## What you will do
The whole listing should be given back without any alteration.

## Provided records
▬▬▬▬▬▬▬▬▬▬
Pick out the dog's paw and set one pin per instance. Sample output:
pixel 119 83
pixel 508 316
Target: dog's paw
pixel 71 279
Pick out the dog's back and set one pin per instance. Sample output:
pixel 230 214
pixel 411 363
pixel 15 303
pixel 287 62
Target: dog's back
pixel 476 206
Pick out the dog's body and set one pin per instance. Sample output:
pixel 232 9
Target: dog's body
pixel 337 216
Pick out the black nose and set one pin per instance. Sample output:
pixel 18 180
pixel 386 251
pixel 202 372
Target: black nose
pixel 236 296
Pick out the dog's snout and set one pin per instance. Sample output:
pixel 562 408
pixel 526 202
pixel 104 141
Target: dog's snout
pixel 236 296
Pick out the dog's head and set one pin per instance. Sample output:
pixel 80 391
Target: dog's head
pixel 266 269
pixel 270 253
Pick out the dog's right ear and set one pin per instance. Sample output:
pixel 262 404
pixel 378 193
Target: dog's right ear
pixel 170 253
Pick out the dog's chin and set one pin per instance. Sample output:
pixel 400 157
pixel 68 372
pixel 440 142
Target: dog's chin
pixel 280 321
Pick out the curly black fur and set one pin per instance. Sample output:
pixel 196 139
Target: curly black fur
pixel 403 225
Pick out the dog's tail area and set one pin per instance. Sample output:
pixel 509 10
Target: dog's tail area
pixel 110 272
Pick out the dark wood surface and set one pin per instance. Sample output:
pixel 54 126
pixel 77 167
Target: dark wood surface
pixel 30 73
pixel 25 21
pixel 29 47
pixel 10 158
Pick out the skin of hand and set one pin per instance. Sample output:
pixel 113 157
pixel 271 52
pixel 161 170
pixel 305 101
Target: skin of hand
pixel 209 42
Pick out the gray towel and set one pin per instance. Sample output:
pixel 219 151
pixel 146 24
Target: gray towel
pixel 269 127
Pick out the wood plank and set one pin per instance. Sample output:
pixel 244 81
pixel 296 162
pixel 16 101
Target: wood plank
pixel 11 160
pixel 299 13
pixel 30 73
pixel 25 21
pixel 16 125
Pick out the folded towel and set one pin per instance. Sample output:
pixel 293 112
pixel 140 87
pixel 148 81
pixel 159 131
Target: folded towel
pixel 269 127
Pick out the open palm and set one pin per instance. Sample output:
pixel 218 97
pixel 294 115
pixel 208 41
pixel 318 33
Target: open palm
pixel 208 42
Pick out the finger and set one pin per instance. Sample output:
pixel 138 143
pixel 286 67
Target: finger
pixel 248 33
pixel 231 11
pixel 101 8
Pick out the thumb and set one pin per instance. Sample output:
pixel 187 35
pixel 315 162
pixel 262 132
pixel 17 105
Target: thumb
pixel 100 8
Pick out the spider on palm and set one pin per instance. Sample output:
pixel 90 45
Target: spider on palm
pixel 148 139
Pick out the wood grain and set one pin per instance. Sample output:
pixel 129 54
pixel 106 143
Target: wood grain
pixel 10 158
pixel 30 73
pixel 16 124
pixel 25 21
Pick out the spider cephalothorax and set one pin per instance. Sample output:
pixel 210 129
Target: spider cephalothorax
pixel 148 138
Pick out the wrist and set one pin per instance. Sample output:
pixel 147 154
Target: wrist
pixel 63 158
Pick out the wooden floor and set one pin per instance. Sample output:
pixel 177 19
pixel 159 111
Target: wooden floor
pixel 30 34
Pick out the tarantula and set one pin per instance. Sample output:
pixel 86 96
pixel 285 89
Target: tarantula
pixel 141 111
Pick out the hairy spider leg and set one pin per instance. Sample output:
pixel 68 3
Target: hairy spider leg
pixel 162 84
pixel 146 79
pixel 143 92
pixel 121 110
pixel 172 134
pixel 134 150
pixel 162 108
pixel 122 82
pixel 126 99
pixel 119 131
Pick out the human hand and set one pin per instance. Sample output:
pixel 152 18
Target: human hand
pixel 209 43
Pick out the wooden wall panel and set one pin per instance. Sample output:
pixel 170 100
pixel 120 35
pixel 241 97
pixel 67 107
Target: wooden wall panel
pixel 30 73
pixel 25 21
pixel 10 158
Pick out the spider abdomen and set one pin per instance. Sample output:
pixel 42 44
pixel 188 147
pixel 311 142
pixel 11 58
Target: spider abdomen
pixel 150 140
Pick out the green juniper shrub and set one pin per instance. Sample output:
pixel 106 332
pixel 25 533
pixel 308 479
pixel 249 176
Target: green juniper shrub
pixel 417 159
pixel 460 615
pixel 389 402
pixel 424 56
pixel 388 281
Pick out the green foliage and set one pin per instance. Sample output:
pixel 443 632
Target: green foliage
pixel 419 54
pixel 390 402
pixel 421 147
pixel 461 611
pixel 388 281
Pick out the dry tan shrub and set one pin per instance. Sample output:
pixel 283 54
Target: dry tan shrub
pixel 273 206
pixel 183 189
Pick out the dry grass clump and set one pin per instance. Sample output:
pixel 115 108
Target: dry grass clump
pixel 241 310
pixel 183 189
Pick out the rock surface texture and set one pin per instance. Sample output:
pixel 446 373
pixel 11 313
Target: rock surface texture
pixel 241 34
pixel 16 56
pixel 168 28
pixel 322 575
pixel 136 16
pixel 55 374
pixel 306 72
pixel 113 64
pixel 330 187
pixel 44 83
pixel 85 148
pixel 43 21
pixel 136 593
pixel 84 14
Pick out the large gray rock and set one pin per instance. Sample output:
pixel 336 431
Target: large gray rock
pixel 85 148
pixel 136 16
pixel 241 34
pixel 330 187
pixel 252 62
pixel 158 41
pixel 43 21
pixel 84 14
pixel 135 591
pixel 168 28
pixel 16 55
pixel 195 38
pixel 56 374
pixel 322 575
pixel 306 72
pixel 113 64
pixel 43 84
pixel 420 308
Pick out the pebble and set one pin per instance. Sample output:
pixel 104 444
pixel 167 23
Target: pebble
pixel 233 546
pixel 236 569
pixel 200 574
▬▬▬▬▬▬▬▬▬▬
## Exercise result
Pick out the dog's paw and set one pin per instance. Sample output:
pixel 119 83
pixel 508 316
Target: dog's paw
pixel 71 279
Pick out the dog's back and set one pin per instance. Sample output:
pixel 230 214
pixel 411 363
pixel 15 303
pixel 287 62
Target: dog's back
pixel 476 206
Pick out the dog's body and set one pin per instance. Sample output:
pixel 232 9
Target: dog's body
pixel 337 216
Pick out the black nose and set one pin per instance. Sample output:
pixel 18 180
pixel 386 251
pixel 202 372
Target: black nose
pixel 236 296
Pick out the dog's snout and set one pin per instance. Sample output:
pixel 562 408
pixel 526 202
pixel 104 141
Target: dog's snout
pixel 236 296
Pick out the dog's head and set one pin per instance. Sample output:
pixel 80 391
Target: dog's head
pixel 266 269
pixel 270 253
Pick out the dog's right ear and set one pin per instance. Sample output:
pixel 262 404
pixel 378 193
Target: dog's right ear
pixel 170 253
Pick out the dog's chin and set one pin per instance. Sample output:
pixel 400 157
pixel 68 372
pixel 440 142
Target: dog's chin
pixel 280 321
Pick out the curly black fur and set one pin per instance. Sample output:
pixel 196 139
Target: curly black fur
pixel 403 225
Pick out the dog's tail area and set one pin per instance. Sample output:
pixel 509 10
Target: dog's tail area
pixel 110 272
Pick out the dark wood surface and set one pin per instance. Sample output:
pixel 54 126
pixel 77 167
Target: dark wood surface
pixel 30 73
pixel 25 21
pixel 29 47
pixel 10 158
Pick out the skin of hand and set one pin per instance. Sample output:
pixel 113 157
pixel 271 52
pixel 161 170
pixel 305 101
Target: skin of hand
pixel 209 42
Pick out the gray towel and set one pin per instance. Sample output:
pixel 219 151
pixel 146 24
Target: gray towel
pixel 269 127
Pick out the wood plank and set one pin per instance. Sample output:
pixel 244 81
pixel 296 162
pixel 16 101
Target: wood plank
pixel 11 160
pixel 299 13
pixel 30 73
pixel 25 21
pixel 16 125
Pick out the folded towel and set one pin per instance. Sample output:
pixel 293 112
pixel 140 87
pixel 148 81
pixel 159 131
Target: folded towel
pixel 269 127
Pick out the open palm and set one pin per instance. Sample output:
pixel 218 97
pixel 294 115
pixel 208 41
pixel 318 33
Target: open palm
pixel 208 42
Pick out the finger and set one pin per instance. Sample output:
pixel 138 143
pixel 286 67
Target: finger
pixel 248 33
pixel 231 11
pixel 101 8
Pick out the thumb and set one pin per instance. Sample output:
pixel 187 35
pixel 315 162
pixel 262 132
pixel 17 105
Target: thumb
pixel 100 8
Pick out the spider on palm and set one pin per instance. Sample output:
pixel 90 45
Target: spider on palm
pixel 148 139
Pick out the wood grain and set one pin per instance. Sample output:
pixel 129 54
pixel 106 143
Target: wood grain
pixel 10 158
pixel 30 73
pixel 16 124
pixel 25 21
Pick out the spider cephalothorax and set one pin per instance. Sample output:
pixel 210 129
Target: spider cephalothorax
pixel 148 138
Pick out the wrist and set one pin per instance. Sample output:
pixel 147 154
Target: wrist
pixel 63 158
Pick out the wooden floor and set one pin per instance. Sample output:
pixel 177 19
pixel 159 111
Target: wooden floor
pixel 30 34
Pick out the tarantula and set one pin per instance. Sample output:
pixel 86 96
pixel 285 89
Target: tarantula
pixel 141 111
Pick out the hairy spider leg and set one pin per instance. Sample output:
pixel 68 3
Target: hairy spider leg
pixel 162 84
pixel 146 79
pixel 143 92
pixel 121 110
pixel 172 134
pixel 134 150
pixel 162 108
pixel 122 82
pixel 126 99
pixel 119 131
Pick out the human hand and set one pin per instance. Sample output:
pixel 152 18
Target: human hand
pixel 209 43
Pick out the wooden wall panel and set one pin per instance. Sample output:
pixel 170 100
pixel 120 35
pixel 241 97
pixel 67 107
Target: wooden wall panel
pixel 30 73
pixel 25 21
pixel 10 158
Pick out the spider abdomen and set one pin per instance. Sample output:
pixel 42 44
pixel 188 147
pixel 311 142
pixel 11 58
Target: spider abdomen
pixel 150 140
Pick out the green juniper shrub and set one pin per instance. Sample output:
pixel 106 332
pixel 25 533
pixel 308 479
pixel 249 176
Target: green juniper shrub
pixel 417 159
pixel 460 615
pixel 389 402
pixel 424 56
pixel 388 281
Pick out the green foliage and set one pin per instance. Sample output:
pixel 443 632
Target: green foliage
pixel 419 54
pixel 390 402
pixel 421 147
pixel 461 611
pixel 388 281
Pick out the dry tan shrub and set one pin per instance. Sample output:
pixel 283 54
Target: dry tan shrub
pixel 273 206
pixel 183 189
Pick out the dry grass clump and set one pin per instance. Sample output:
pixel 115 108
Target: dry grass clump
pixel 241 310
pixel 183 189
Pick out the rock surface texture and set one pin per instance. Sample output:
pixel 446 373
pixel 11 313
Target: rock surface texture
pixel 241 34
pixel 16 56
pixel 168 28
pixel 322 575
pixel 136 16
pixel 55 374
pixel 306 72
pixel 113 64
pixel 330 187
pixel 44 83
pixel 85 148
pixel 43 21
pixel 136 593
pixel 84 14
Pick out the large gray rock and set one pin per instance. Sample output:
pixel 336 431
Target: large gray rock
pixel 85 148
pixel 136 16
pixel 241 34
pixel 330 187
pixel 252 62
pixel 158 41
pixel 43 21
pixel 84 14
pixel 135 591
pixel 168 28
pixel 16 55
pixel 195 38
pixel 56 374
pixel 322 575
pixel 306 72
pixel 113 64
pixel 43 84
pixel 420 308
Pick out the pebble and set one pin per instance. Sample output:
pixel 104 444
pixel 167 23
Target: pebble
pixel 233 546
pixel 236 569
pixel 200 574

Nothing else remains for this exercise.